Set problem:
Could you carry on the passage about the execline scripting language, starting right after its last sentence?

We often need to execute external programs in a row, but execline doesn’t allow the use of newlines, that are considered whitespace, nor semicolons. It instead provides two different commands: foreground12 and background13.

foreground { prog1... } prog2...

foreground reads prog1 in a block. It executes it, waits for it to complete and then executes progs2

background { prog1... } prog2...

background reads a prog1... command in a block, spawns a child executing prog1... and then execs into prog2...

Relating back to the sh syntax:

  • foreground { a } b is the equivalent to a ; b

  • background { a } b is the equivalent of a & v

foreground { sleep 10 }

echo "I waited 10 seconds."

This is an example where the script wait ten seconds and echo the message we choosed. foreground can also be used several times in a row.

Variable management

execline maintains no state, and thus has no real variables

While somewhat of a misnomer, execline emulates variable management in other scripting languages via its substitution mechanism, which we will use in the next examples.

define variable value prog...

define replaces the literal variable with value, then executes prog...

define remind us of an assignment operator, which is what it exactly does.

define home /home/foo

mkdir ${home}/scripts

Variable Substitution

When a literal is followed by other strings, it needs to be wrapped inside curly braces; otherwise the execline parser won’t apply substitution.

The substitution will be applied here:

define FOO blah
echo $FOO

but won’t be applied here:

define FOO blah
echo $FOO-$FOO

because the first literal must be wrapped inside the braces:

define FOO blah
echo ${FOO}-$FOO

Note: in $FOO$FOO both variables will be substituted.

Quoting

the following is the most complex part of the whole language

Note: Feel free to skip this paragraph if you don’t intend to use the quoting mechanism.

There are two possible cases: the variable is either substituted or not substituted. Both will be highlighted here, in order.

if ${FOO} is preceded by 2*n backslashes (an even number), the whole sequence will be replaced with n backslashes, followed by the substituted value.

As an example, consider the following script:

define FOO blah
echo \\${FOO}

If ${FOO} is preceded by 2*n+1 backslashes (an odd number), the whole sequence will be replaced with n backslashes, followed by the literal ${FOO}.

Consider again the script above, this time with an odd number of backlashes:

define FOO blah
echo \${FOO}

${FOO} will not be substituted and its output will be ${FOO} literal. If we used three backlash (2*n + 1 with n=1), the output would be \${FOO}, that is n backslashes and the literal.

Data block:
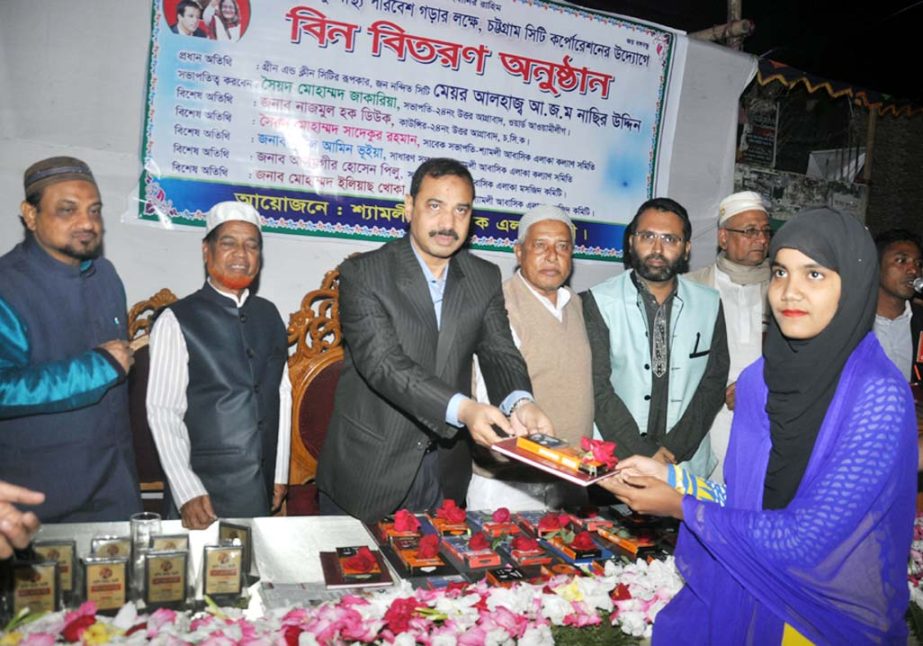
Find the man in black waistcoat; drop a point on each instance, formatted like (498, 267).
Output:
(64, 356)
(219, 397)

Exercise answer:
${FOO} will be substituted with its value, and the 2*n (where n=1 in the example) backlashes will be substituted with n backlashes.

Environmental variables

Since execline takes heavy advantage of chainloading, we can use the environment as a true variable store, as we have already seen with importas.

Note: environment variables are real variables, they are just external to the substitution mechanism until brought in via importas (or an execline utility that does automatic substitution).

We used define to emulate the assignment operator, assigning a value to a literal; thus this value cannot be calculated at runtime. If we need to assign the output of a command to a variable, we should use the environment instead.

backtick14 is the builtin used to set an envorimental variable from another command output:

backtick variable { prog1... } prog2...

backtick reads prog1..., spawns a child executing it and saves its output, then it assigns this output to variable in the environment.

Suppose we have to create a file named as the current date, and this file should be store inside the .cache folder of the user calling the script:

# Get the date and store it inside DATE variable
backtick DATE { date +%d%m%y }

# Import DATE var from environment into date literal
importas date DATE

# Do the same for HOME
importas home HOME

# Create the file
touch ${home}/.cache/used-$date

Conditional execution

Another thing that we often do is a testing a condition and doing different things depending on its result (or exit code in shell scripting). In another words we execute something in case the condition was false, something else if it was true.

exeline provides four different builtins: if15, ifelse16, ifte17 and ifthenelse18. In this tutorial we will only see the first two.

if { prog1... } prog2..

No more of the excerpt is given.